---------- TEXT SEGMENT

Or else it won't. But by messing from the outside, we _decrease_ the odds that
it collapses, rather than _increase_ them.

------
bjourne
There was a French documentary that partly dealt with American influence on
the Ukrainian revolution:
[https://www.youtube.com/watch?v=KfD_CaSIxmQ](https://www.youtube.com/watch?v=KfD_CaSIxmQ)
If Western intelligence were involved, they should do the same thing since the
revolution was a success. Big if - I have no idea if Western intelligence were
involved. So much is propaganda these days making it hard to know what is
actually going on.

------
auganov
You could study CIA's support for anti-communist movements in the eastern
block during the Reagan administration. A lot of it is still classified (and
many disagree on its effectiveness) but there are a few books on the topic.

--------------------

REQUESTS:
**1.** Set down, word for word, the stretch of the forum discussion from "If Western intelligence were involved, they" through "actually going on.".
**2.** Summarize the forum discussion in two sentences.
**3.** Extend the forum discussion past its final sentence.
The listing is separate material and forms no part of the forum discussion.

---------- ENTRIES

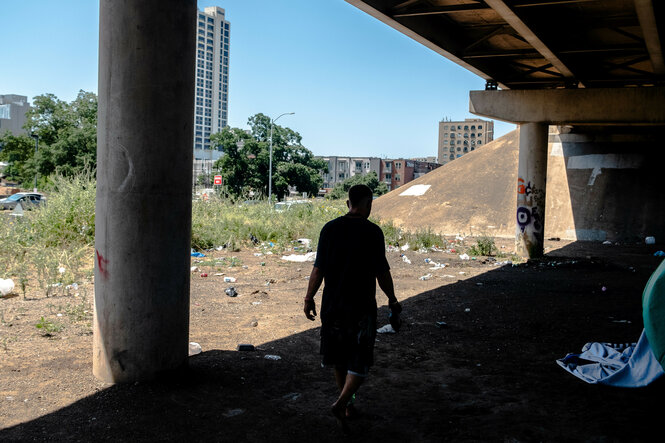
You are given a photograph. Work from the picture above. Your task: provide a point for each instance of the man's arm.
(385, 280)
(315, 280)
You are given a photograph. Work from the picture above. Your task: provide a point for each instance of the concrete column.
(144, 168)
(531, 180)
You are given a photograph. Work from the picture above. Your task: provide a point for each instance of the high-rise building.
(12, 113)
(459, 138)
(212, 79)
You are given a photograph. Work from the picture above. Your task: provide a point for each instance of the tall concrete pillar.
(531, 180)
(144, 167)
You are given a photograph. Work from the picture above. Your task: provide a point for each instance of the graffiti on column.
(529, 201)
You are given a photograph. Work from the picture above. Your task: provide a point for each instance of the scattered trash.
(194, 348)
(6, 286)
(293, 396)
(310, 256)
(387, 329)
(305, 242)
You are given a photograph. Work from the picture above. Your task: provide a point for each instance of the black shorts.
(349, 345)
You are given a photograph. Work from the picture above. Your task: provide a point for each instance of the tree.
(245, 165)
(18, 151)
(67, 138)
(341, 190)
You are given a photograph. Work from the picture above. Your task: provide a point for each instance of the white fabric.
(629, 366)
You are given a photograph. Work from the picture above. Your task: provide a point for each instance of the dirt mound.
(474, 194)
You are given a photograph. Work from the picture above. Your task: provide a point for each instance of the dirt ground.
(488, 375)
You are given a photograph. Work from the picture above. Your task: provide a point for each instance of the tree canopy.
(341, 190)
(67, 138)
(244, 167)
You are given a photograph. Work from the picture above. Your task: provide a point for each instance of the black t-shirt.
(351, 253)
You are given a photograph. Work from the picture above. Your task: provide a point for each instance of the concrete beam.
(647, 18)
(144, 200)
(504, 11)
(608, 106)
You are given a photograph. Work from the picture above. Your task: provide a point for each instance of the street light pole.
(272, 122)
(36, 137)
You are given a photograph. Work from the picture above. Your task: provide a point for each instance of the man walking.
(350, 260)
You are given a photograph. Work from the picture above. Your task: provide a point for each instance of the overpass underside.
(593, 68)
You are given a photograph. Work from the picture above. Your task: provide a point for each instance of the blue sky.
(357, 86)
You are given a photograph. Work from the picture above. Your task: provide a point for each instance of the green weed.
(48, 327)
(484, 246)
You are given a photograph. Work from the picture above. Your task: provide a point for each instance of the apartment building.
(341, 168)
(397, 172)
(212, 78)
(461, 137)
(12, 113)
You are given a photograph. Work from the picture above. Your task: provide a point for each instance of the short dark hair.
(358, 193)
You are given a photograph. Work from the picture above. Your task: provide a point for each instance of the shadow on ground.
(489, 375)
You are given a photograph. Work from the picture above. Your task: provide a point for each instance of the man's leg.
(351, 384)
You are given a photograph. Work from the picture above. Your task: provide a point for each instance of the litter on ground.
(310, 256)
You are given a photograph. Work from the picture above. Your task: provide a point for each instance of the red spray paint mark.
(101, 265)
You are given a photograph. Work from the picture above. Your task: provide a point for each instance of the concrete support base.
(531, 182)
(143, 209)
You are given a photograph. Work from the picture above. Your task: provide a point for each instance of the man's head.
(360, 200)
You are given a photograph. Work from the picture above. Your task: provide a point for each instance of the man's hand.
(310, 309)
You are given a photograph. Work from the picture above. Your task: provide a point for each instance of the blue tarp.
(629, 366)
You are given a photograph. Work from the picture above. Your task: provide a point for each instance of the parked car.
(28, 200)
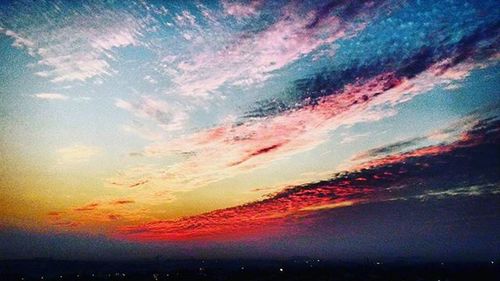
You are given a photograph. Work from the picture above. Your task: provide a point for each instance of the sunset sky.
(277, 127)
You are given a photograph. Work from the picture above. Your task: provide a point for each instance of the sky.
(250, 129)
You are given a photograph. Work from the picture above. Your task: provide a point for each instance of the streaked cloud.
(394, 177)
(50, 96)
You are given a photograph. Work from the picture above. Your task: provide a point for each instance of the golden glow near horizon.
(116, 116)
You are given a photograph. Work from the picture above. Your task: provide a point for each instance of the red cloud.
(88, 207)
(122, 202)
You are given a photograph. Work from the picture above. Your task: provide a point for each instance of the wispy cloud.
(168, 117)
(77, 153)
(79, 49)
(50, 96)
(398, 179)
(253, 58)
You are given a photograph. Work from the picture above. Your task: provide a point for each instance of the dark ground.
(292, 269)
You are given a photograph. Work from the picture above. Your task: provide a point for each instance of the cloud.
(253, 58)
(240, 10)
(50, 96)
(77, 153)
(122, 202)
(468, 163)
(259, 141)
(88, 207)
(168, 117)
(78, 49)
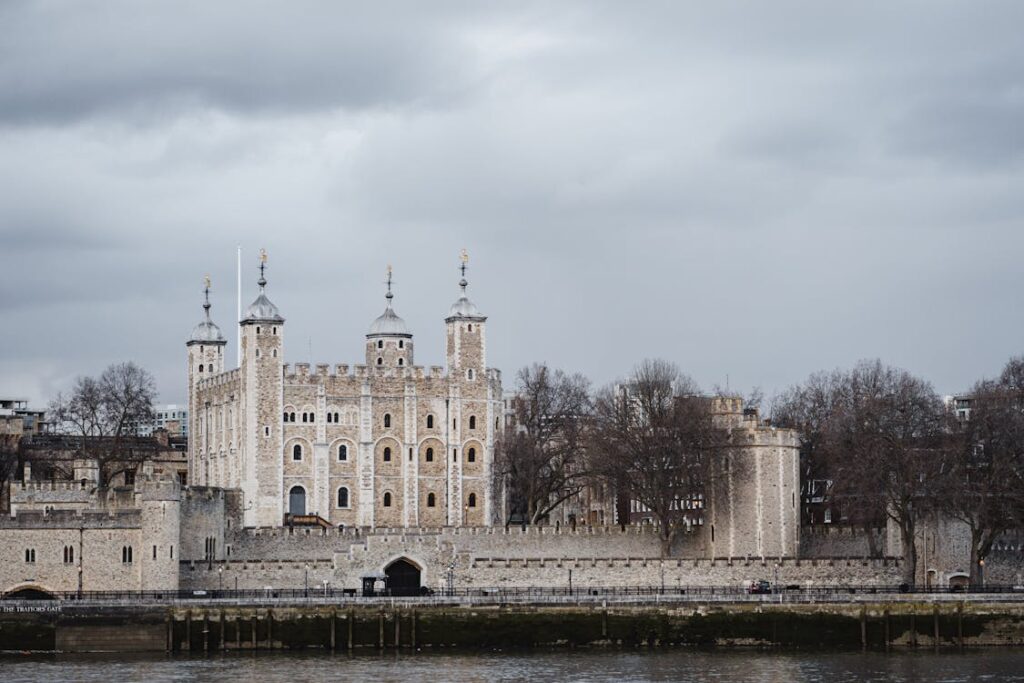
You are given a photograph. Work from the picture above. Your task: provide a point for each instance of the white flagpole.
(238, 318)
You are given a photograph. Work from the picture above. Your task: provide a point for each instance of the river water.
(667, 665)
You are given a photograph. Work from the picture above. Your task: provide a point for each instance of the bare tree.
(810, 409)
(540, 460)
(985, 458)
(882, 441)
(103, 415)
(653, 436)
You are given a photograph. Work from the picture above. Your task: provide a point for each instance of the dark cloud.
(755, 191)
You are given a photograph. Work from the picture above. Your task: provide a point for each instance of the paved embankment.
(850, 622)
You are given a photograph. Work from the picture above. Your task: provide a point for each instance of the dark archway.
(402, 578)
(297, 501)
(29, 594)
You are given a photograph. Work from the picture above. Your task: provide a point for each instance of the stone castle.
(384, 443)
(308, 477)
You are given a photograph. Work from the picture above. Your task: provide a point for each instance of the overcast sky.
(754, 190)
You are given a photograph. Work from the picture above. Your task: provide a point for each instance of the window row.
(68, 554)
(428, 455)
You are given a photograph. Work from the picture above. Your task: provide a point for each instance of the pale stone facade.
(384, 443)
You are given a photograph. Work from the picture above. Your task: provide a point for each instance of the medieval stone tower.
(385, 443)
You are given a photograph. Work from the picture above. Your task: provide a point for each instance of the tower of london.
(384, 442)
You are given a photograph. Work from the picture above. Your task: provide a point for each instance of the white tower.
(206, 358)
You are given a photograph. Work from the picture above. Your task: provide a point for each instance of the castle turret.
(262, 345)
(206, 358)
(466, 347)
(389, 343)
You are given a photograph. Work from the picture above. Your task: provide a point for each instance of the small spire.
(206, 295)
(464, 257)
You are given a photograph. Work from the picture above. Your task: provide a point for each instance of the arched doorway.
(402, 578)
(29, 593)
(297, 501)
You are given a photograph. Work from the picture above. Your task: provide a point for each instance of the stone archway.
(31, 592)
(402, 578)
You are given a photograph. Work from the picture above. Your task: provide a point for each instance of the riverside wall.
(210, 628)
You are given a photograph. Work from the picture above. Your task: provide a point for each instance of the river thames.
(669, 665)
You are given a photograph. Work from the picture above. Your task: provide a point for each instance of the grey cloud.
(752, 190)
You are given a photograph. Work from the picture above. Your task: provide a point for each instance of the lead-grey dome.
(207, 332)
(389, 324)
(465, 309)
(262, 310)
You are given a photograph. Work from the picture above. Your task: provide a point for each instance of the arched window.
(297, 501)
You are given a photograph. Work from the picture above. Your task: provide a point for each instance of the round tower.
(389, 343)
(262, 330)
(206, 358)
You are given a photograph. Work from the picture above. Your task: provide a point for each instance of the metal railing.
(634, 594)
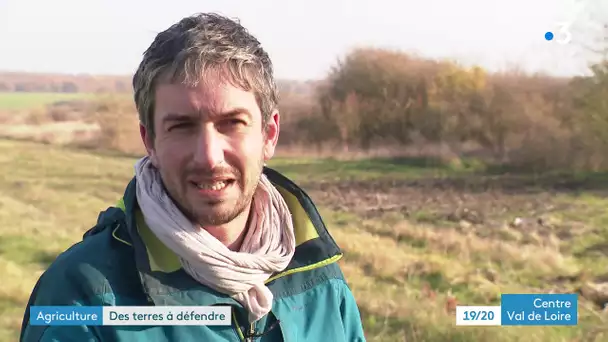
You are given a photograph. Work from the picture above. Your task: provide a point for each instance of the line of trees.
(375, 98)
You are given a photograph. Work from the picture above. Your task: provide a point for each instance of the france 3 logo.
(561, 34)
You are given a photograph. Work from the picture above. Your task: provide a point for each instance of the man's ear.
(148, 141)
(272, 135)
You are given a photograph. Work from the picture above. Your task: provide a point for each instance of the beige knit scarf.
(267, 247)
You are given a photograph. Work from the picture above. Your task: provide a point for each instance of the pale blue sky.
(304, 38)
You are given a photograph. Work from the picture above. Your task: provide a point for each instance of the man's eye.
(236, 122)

--------------------

EXPECTED RESULTS:
**1.**
If Western intelligence were involved, they should do the same thing since the
revolution was a success. Big if - I have no idea if Western intelligence were
involved. So much is propaganda these days making it hard to know what is
actually going on.

**2.** One comment holds that meddling from the outside decreases rather than increases the odds of a collapse, and another cites a French documentary on American influence in the Ukrainian revolution, arguing that if Western intelligence was involved it should do the same thing because the revolution succeeded, while admitting no knowledge of whether it was involved amid so much propaganda. A third comment proposes studying the CIA's support for anti-communist movements in the Eastern bloc under the Reagan administration, noting that much of it remains classified and its effectiveness is disputed, though a few books cover the topic.

**3.**
------
throw51319
HK is too isolated from the mainland to cause a chain reaction there. So the
only way to get China to allow them to have democracy is to make the cost of a
crackdown greater than the cost of retreating for the communist party's
calculations. I would say the outside influences would want to keep it purely
peaceful for as long as possible. Any big violence would give the chinese the
opportunity to crush them under a plausible reason. Let it build up until the
HK government is forced to incrementally support the HK people.